Excerpted text:
○ ○ ○ ○
Spain is known for its beautiful forests and natural landscapes, but these places also host a danger that many people are unaware of: processionary caterpillars. These small creatures, also known as pine processionary caterpillars, are common in Spain and are particularly dangerous to animals and children.
The Policia Nacional has issued a warning reminder on their social media, emphasising the importance of being cautious and alert during the caterpillar season.
Estamos en época de oruga #procesionaria 🐛
Si sales con tu #perro🐶 ➡ ¡CUIDADO! (sobre todo en pinares)
— Policía Nacional (@policia) April 14, 2023
What are processionary caterpillars?
Processionary caterpillars are the larvae of a species of moth called Thaumetopoea pityocampa. These caterpillars are covered in tiny hairs that contain a toxin called thaumetopoein. They are called processionary caterpillars because they move in a long line, or procession, in search of food. They are commonly found in pine forests, where they feed on the needles of pine trees.
The dangers associated with processionary caterpillars
The main danger associated with processionary caterpillars is their toxic hairs. These hairs can cause severe allergic reactions in humans and animals. In fact, the toxicity of these caterpillars is so high that even being in close proximity to them can cause a reaction. The hairs can cause itching, rash, and even respiratory problems if they are inhaled.
○ ○ ○ ○
Dataset entries:
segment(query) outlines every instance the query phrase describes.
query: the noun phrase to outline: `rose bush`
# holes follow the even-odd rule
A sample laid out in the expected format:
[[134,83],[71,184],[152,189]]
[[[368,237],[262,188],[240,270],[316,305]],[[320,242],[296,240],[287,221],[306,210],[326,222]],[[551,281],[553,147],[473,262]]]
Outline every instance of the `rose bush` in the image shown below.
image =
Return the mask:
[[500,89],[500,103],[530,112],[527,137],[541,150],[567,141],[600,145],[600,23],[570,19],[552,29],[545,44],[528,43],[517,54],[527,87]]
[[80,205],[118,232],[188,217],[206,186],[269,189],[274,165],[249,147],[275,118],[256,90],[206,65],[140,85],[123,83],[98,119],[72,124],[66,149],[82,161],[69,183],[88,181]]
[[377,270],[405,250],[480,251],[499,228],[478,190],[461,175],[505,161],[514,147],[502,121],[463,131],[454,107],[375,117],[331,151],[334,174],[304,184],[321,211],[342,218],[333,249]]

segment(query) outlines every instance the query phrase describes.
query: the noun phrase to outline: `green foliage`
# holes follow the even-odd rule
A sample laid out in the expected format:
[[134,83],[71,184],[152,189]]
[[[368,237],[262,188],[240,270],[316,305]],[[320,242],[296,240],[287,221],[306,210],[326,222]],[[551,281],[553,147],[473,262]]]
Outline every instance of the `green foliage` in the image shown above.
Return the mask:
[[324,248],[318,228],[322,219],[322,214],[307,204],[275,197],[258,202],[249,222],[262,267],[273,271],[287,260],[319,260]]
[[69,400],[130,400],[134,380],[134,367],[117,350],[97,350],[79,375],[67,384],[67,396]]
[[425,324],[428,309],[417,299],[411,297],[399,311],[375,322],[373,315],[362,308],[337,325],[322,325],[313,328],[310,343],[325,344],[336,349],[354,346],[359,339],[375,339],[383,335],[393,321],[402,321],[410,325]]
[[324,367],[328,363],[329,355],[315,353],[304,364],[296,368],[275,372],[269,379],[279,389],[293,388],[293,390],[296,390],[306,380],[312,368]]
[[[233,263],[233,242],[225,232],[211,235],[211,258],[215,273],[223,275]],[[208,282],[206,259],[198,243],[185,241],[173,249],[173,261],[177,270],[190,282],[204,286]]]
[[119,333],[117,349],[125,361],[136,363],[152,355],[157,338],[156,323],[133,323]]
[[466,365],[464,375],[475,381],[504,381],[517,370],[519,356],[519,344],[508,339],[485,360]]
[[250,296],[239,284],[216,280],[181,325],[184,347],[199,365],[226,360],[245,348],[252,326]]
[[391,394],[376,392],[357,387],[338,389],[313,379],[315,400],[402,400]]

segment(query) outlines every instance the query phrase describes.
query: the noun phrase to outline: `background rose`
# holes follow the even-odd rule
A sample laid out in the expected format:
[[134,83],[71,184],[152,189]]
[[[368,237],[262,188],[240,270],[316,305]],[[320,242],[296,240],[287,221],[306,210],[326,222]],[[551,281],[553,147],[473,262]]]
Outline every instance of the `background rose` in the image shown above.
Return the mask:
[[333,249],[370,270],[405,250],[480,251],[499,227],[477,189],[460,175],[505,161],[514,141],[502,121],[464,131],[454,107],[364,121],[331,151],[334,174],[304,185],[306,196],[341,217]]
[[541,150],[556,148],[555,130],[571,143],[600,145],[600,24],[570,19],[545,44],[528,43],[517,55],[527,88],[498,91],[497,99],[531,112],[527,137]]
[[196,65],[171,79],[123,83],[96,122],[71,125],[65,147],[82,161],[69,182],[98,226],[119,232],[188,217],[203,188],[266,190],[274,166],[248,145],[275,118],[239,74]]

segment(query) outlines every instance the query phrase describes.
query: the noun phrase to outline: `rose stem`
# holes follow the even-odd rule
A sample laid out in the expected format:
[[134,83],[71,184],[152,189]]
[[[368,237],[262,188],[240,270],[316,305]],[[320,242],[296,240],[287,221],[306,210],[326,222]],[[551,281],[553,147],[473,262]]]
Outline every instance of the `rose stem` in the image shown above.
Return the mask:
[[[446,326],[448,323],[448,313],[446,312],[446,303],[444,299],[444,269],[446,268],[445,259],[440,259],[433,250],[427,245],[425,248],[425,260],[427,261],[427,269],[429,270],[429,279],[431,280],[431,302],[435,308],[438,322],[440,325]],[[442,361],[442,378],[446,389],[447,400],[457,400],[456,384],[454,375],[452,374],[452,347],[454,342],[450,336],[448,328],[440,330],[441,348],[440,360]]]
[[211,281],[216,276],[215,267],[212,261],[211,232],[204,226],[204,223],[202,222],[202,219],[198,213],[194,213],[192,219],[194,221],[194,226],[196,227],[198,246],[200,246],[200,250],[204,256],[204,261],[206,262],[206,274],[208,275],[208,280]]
○ ○ ○ ○
Tasks to carry out:
[1] Answer these questions from the processionary caterpillar article.
(a) Processionary caterpillars are the larvae of which moth species?
(b) What toxin do the caterpillars' hairs contain?
(c) On what date did the Policía Nacional post its warning?
[2] Rewrite the processionary caterpillar article from "The dangers associated" to "they are inhaled.", switching "allergic reactions" to "inflammatory reactions".
[3] Carry on the processionary caterpillar article from the point where it stops.

Responses per task:
[1]
(a) Thaumetopoea pityocampa
(b) Thaumetopoein
(c) April 14, 2023

[2]
The dangers associated with processionary caterpillars
The main danger associated with processionary caterpillars is their toxic hairs. These hairs can cause severe inflammatory reactions in humans and animals. In fact, the toxicity of these caterpillars is so high that even being in close proximity to them can cause a reaction. The hairs can cause itching, rash, and even respiratory problems if they are inhaled.

[3]
The danger to animals
Animals are particularly vulnerable to the dangers of processionary caterpillars. Dogs are often attracted to the caterpillars, and if they come into contact with them, they can suffer from severe allergic reactions. In some cases, this can lead to amputation of their tongue, or even death. The Policia Nacional is therefore, warning dog owners to be particularly careful when walking their pets during the caterpillar season. This does not only apply to pine forests as pine trees are also common in urbanisations. Moreover, the caterpillars can travel quite far.
The danger to children
Children are also at risk from processionary caterpillars. They may be curious about the caterpillars and try to touch them, which can lead to severe allergic reactions. In some cases, the reactions can be so severe that hospitalisation is required.
Preventing contact with processionary caterpillars
Preventing contact with processionary caterpillars is the best way to avoid the dangers associated with them. If you are walking your dog in a pine forest, keep them on a leash and be aware of the caterpillars. However, if you see them, keep your distance and avoid letting your dog investigate them. Furthermore, teach your children to stay away from the caterpillars and to never touch them.
If you see cocoons in a pine tree, it is important to avoid them and seek professional help for their removal. Touching the cocoons can cause the caterpillars to fall out and come into contact with people or animals, leading to severe allergic reactions.